▶ **COMPITI RICHIESTI**
(a) Riscrivi il testo sulla crisi del settore fotografico da "Questa realtà è" a "che è successo.", mettendo "cancellata" al posto di "spazzata via".
(b) Trasforma in una lista JSON di stringhe le righe dei record, dalla riga con "If the butterfly antenna" alla riga con "[659,214,698,252]". Metti una stringa per ogni riga e tralascia le righe vuote.

▶ **TESTO DA LEGGERE**
════════════════════

Oggi invece sono in crisi i produttori di macchine fotografiche. Nikon
ed Canon non se la stanno passando benissimo, Minolta è stata
acquistata da Sony, Pentax da Ricoh, c'è stato un rimescolamento
incredibile. Dopo il 2000, il lavoro dei laboratori di sviluppo è
stampa è crollato dell'80% e di conseguenza hanno chiuso 8
laboratori su 10.
Questa moria è
continuata ed in piccola parte sta continuandoo anche adesso. Non ci
sono più le grandi realtà che conoscevamo 20 anni fa. In Italia
c'erano almno una ventina di cosiddetti Photo-Finisher che
erano struuture con almeno 100 dipendenti impiegate all'interno di
ognuna di esse e non so quante macchine sviluppatrici e stampatrici.
Questa realtà è stata spazzata via dal digitale. Noi possiamo
discutere su tante cose, ma indubbiamente questa è la realtà
economica di quello che è successo.
TG:
Esistono ancora gli importatori, i grossisti ed i negozi di
fotografia?
FB:
Anche queste categorie hanno chiuso perché chi s'è convertito
completamente al digitale non è riuscito a dare quel valore aggiunto
di consulenza, servizi ed altro. Essendo gli utili sempre più
risicati e facendosi sempre più largo la realtà degli acquisti su
internet, molte realtà commerciali sparivano. Non essendoci più una
consulenza nei confronti della clientela, solo il prezzo fa la
differenza. S'è perso il rapporto con la clientela che non trovando
un dialogo col negoziante s'è rivolta verso altre categorie di
venditori. Inoltre, le aziende produttrici hanno limitato gli utili
dei venditori al dettaglio.

════════════════════

▶ **ESTRATTI DEI RECORD**
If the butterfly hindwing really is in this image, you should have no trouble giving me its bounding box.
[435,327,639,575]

════════════════════

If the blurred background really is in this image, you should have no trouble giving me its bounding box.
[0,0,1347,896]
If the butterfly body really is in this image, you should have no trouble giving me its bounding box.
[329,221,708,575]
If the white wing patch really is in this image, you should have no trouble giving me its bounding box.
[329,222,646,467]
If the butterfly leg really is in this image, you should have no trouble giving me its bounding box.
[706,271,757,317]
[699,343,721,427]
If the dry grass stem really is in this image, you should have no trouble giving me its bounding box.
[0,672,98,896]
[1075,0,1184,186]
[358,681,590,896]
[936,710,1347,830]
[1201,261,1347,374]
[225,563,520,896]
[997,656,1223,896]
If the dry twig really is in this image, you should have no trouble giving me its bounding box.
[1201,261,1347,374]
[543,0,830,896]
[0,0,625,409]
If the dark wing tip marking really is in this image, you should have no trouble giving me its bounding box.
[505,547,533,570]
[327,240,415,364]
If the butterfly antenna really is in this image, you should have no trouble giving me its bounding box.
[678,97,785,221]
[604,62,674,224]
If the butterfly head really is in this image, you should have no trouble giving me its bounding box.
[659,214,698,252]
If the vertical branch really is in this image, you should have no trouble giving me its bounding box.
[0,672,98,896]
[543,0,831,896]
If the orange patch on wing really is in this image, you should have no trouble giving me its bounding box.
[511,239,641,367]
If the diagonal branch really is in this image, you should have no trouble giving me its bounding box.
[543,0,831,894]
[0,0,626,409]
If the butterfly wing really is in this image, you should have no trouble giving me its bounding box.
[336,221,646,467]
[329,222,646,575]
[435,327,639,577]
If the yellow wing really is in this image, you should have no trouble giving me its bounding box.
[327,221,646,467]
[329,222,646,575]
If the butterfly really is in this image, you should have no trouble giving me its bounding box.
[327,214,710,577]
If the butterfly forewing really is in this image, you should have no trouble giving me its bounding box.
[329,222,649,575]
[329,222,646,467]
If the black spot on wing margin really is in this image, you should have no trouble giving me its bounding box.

════════════════════

▶ **ELENCO RISPOSTE**
(a)
Questa realtà è stata cancellata dal digitale. Noi possiamo
discutere su tante cose, ma indubbiamente questa è la realtà
economica di quello che è successo.

(b)
[
  "If the butterfly antenna really is in this image, you should have no trouble giving me its bounding box.",
  "[678,97,785,221]",
  "[604,62,674,224]",
  "If the butterfly head really is in this image, you should have no trouble giving me its bounding box.",
  "[659,214,698,252]"
]